Aim A:
According to the Groovy coercion post below, which Groovy version introduced implicit closure coercion?

Reading passage:
= = = =

22 novembre 2013

Tags: groovy coercion performance gbench

To inaugurate this new blog, I will discuss the topic of coercion performance in Groovy. Especially, you might now that Groovy 2.2 introduced implicit closure coercion. If you don’t know what closure coercion is, or just what coercion alone is, let’s start with a reminder.

Casting vs coercion

Casting

In an object oriented language like Groovy, variables are typed. Even if Groovy is a dynamic language, each variable has a type at runtime. Even if Groovy shares the same typing model as Java, there’s almost no need for casting in Groovy.

Casting in Java is necessary because it’s a statically typed language, so if you want to call a method defined on the Person class on an object which is declared as type Object, you have to do a cast:

String pretty(Object o) {
    if (o instanceof Person) {
	return ((Person)o).getName(); (1)
    }
}
  1. (Person) is an explicit cast

in Groovy, casting is not necessary because we rely on runtime types and dynamic invocation. This means that this code is equivalent to this in Groovy:

String pretty(o) {
    o.name (1)
}
  1. casting isn’t required

Casting is only possible within the type hierarchy. That is, you can cast any object to any subtype (or interface) and it’s you’re responsability to make sure (for example using instanceof) that the runtime type will be correct. If you don’t, you may have the famous ClassCastException error at runtime.

Coercion

For types which are not in the same hierarchy, Groovy provides an alternative mechanism called coercion. Coercion is very handy because it basically allows you to convert an object of some type into an object of another, in general incompatible, type.

= = = =

Rows:
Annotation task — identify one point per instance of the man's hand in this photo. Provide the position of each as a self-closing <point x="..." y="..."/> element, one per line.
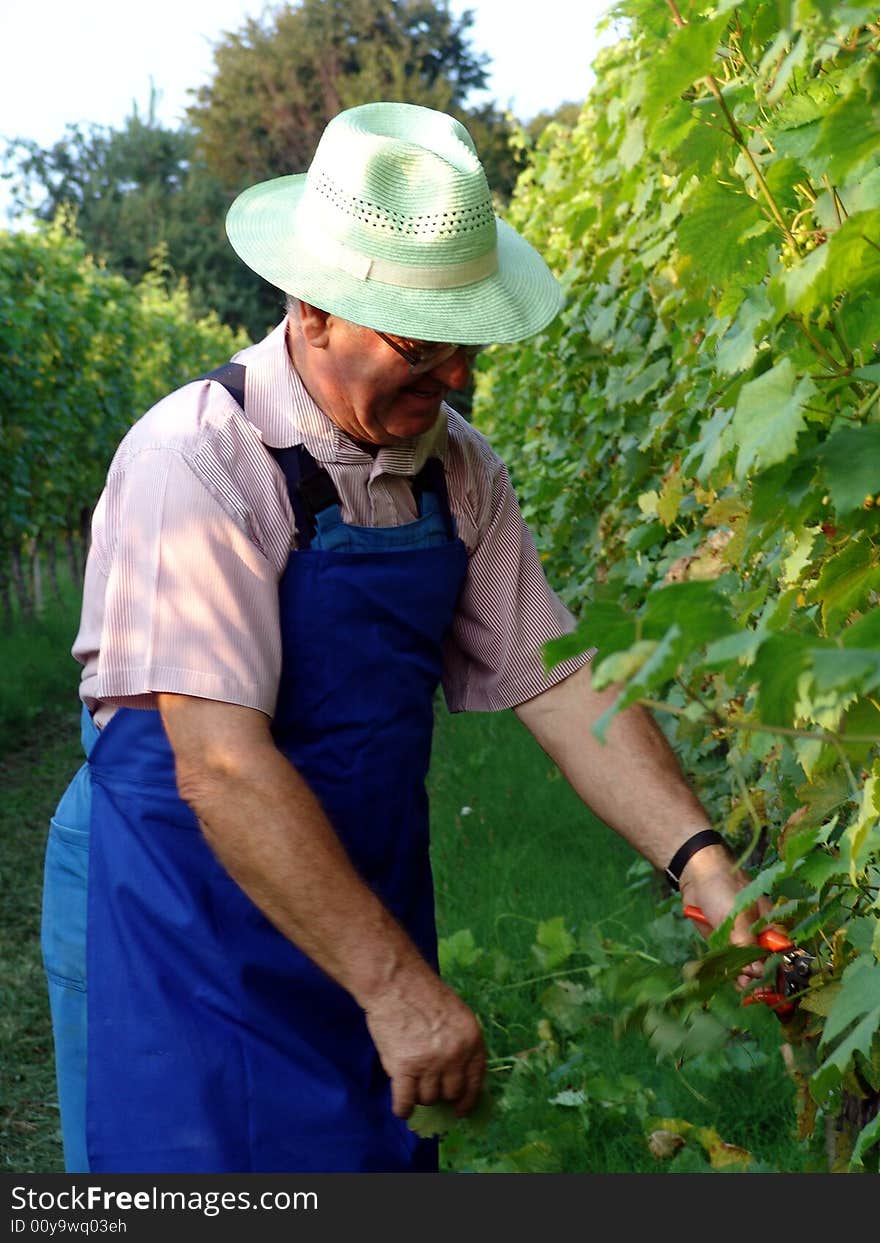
<point x="711" y="881"/>
<point x="429" y="1042"/>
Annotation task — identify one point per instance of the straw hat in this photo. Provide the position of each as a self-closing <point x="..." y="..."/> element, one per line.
<point x="393" y="228"/>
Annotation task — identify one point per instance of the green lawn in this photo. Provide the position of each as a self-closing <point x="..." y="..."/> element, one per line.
<point x="512" y="850"/>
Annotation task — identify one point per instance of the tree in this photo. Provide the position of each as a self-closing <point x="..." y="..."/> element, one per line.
<point x="279" y="80"/>
<point x="136" y="192"/>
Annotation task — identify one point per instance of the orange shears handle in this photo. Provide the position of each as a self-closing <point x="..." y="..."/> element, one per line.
<point x="772" y="937"/>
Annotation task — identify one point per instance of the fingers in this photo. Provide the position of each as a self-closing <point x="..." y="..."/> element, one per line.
<point x="472" y="1085"/>
<point x="460" y="1087"/>
<point x="404" y="1095"/>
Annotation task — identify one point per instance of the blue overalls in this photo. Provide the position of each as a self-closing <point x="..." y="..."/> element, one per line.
<point x="211" y="1043"/>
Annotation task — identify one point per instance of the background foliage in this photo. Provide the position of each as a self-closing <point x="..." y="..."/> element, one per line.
<point x="82" y="354"/>
<point x="276" y="83"/>
<point x="696" y="445"/>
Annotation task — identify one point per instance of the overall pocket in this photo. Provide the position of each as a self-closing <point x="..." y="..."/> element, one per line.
<point x="66" y="886"/>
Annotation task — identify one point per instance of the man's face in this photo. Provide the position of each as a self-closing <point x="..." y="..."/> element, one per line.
<point x="367" y="388"/>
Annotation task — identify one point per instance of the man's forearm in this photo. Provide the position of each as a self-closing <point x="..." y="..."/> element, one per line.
<point x="633" y="782"/>
<point x="269" y="830"/>
<point x="270" y="833"/>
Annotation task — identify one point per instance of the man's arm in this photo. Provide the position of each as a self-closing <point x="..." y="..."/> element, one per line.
<point x="269" y="830"/>
<point x="633" y="782"/>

= = = =

Aim B:
Return every line of the entries above that contains the word "blue". Case counts.

Exercise solution A:
Groovy 2.2

Exercise solution B:
Annotation task — identify one point per instance of the blue overalls in this photo. Provide the position of each as a self-closing <point x="..." y="..."/> element, one per line.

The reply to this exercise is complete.